▶ What you have to do
Look through the data below for the line with "Please tag the jersey" and the line with "of the grassy", then output those two and all lines in between, exactly as written.

Exercise material below:

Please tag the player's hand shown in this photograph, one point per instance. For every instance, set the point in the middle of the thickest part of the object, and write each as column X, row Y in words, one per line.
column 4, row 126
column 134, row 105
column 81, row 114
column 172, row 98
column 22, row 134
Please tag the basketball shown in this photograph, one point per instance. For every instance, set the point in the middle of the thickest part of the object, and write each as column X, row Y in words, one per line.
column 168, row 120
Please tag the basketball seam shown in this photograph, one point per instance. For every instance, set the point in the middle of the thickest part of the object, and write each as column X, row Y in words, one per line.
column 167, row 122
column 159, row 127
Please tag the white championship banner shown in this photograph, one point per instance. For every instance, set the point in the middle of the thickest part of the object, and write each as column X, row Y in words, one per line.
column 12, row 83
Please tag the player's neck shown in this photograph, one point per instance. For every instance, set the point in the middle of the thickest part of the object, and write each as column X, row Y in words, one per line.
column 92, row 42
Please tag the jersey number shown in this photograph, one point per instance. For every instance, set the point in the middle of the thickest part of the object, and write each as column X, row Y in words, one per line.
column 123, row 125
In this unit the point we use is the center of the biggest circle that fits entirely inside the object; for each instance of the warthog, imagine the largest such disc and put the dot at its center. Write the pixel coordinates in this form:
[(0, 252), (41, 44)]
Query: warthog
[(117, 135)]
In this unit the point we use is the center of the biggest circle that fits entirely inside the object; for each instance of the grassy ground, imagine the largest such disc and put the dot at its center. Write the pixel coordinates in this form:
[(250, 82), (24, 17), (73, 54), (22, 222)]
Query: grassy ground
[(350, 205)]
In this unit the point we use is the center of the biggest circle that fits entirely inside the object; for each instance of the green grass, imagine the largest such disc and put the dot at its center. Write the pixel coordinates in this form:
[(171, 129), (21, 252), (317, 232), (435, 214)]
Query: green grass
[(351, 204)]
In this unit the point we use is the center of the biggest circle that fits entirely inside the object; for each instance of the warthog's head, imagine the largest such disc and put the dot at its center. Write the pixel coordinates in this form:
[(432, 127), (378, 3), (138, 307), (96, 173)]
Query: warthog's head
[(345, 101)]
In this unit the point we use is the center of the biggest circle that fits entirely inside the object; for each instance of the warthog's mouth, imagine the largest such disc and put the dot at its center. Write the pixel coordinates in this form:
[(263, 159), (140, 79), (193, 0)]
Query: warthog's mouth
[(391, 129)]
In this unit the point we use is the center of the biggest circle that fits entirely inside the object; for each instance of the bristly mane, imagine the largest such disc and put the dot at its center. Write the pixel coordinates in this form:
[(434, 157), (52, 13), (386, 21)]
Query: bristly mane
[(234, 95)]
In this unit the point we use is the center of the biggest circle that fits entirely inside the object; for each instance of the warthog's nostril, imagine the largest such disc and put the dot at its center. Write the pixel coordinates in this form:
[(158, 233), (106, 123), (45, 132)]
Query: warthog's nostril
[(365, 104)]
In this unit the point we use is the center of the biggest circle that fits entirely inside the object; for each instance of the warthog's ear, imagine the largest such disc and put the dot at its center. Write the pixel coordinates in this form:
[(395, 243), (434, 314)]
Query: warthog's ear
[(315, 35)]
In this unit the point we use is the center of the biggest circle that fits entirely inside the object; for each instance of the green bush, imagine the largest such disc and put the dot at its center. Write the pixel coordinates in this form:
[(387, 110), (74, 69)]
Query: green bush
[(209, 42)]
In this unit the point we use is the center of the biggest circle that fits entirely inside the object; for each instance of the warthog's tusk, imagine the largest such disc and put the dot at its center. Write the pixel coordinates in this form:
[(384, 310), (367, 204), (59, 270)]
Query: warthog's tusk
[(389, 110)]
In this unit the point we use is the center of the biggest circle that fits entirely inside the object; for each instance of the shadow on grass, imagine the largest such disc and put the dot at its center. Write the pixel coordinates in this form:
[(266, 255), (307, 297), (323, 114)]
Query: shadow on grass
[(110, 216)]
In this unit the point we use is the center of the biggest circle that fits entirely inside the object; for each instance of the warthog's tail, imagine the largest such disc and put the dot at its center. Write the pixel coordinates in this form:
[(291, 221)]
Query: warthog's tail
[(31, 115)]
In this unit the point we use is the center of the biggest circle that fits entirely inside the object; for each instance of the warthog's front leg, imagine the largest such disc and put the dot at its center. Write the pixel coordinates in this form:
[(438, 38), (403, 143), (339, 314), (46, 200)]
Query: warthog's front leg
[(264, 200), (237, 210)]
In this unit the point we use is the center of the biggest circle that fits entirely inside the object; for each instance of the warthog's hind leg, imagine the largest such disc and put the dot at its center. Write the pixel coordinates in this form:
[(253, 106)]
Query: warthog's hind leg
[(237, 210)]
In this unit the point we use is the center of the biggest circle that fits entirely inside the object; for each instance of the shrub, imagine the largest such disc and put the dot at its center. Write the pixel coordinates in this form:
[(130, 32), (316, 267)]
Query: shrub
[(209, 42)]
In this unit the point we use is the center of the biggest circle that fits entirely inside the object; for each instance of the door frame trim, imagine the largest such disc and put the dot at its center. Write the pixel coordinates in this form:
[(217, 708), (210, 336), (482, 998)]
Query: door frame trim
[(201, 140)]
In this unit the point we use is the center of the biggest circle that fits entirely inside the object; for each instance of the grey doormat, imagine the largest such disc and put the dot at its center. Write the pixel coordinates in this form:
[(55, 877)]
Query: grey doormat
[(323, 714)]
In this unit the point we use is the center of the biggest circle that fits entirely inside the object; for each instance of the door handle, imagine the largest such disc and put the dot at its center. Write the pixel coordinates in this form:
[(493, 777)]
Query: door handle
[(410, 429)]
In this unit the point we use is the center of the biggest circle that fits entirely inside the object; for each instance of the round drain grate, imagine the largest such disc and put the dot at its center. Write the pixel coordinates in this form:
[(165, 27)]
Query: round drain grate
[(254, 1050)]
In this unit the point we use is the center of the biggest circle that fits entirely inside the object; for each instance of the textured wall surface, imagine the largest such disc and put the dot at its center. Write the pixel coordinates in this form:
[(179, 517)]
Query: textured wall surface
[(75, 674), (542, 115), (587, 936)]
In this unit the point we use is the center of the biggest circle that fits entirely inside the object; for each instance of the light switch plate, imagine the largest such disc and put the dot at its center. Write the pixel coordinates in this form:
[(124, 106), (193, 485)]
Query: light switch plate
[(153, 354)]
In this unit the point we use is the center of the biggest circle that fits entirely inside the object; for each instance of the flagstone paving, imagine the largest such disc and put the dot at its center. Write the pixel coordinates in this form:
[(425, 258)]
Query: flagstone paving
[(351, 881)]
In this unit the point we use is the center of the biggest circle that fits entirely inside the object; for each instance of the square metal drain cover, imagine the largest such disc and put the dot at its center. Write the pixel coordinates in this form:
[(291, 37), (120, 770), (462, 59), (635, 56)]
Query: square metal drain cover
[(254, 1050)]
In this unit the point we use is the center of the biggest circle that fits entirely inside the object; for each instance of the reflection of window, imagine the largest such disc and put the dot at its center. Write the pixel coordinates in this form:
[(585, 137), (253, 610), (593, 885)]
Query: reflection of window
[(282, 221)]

End of Exercise material.

▶ Answer for the task
Please tag the jersey number shown in this photograph, one point per instance. For every instance, set the point in the middle of the thickest part of the object, and write each as column X, row Y in words, one per line.
column 123, row 125
In this unit the point we use is the center of the biggest circle that fits entirely inside the object; for each instance of the warthog, imagine the largest such disc and put the dot at its center. Write the pixel coordinates in this form:
[(0, 252), (41, 44)]
Query: warthog
[(117, 135)]
In this unit the point we use is the center of the biggest circle that fits entirely inside the object; for each instance of the grassy ground, imagine the largest such disc and put the dot at its center. Write the pixel coordinates in this form:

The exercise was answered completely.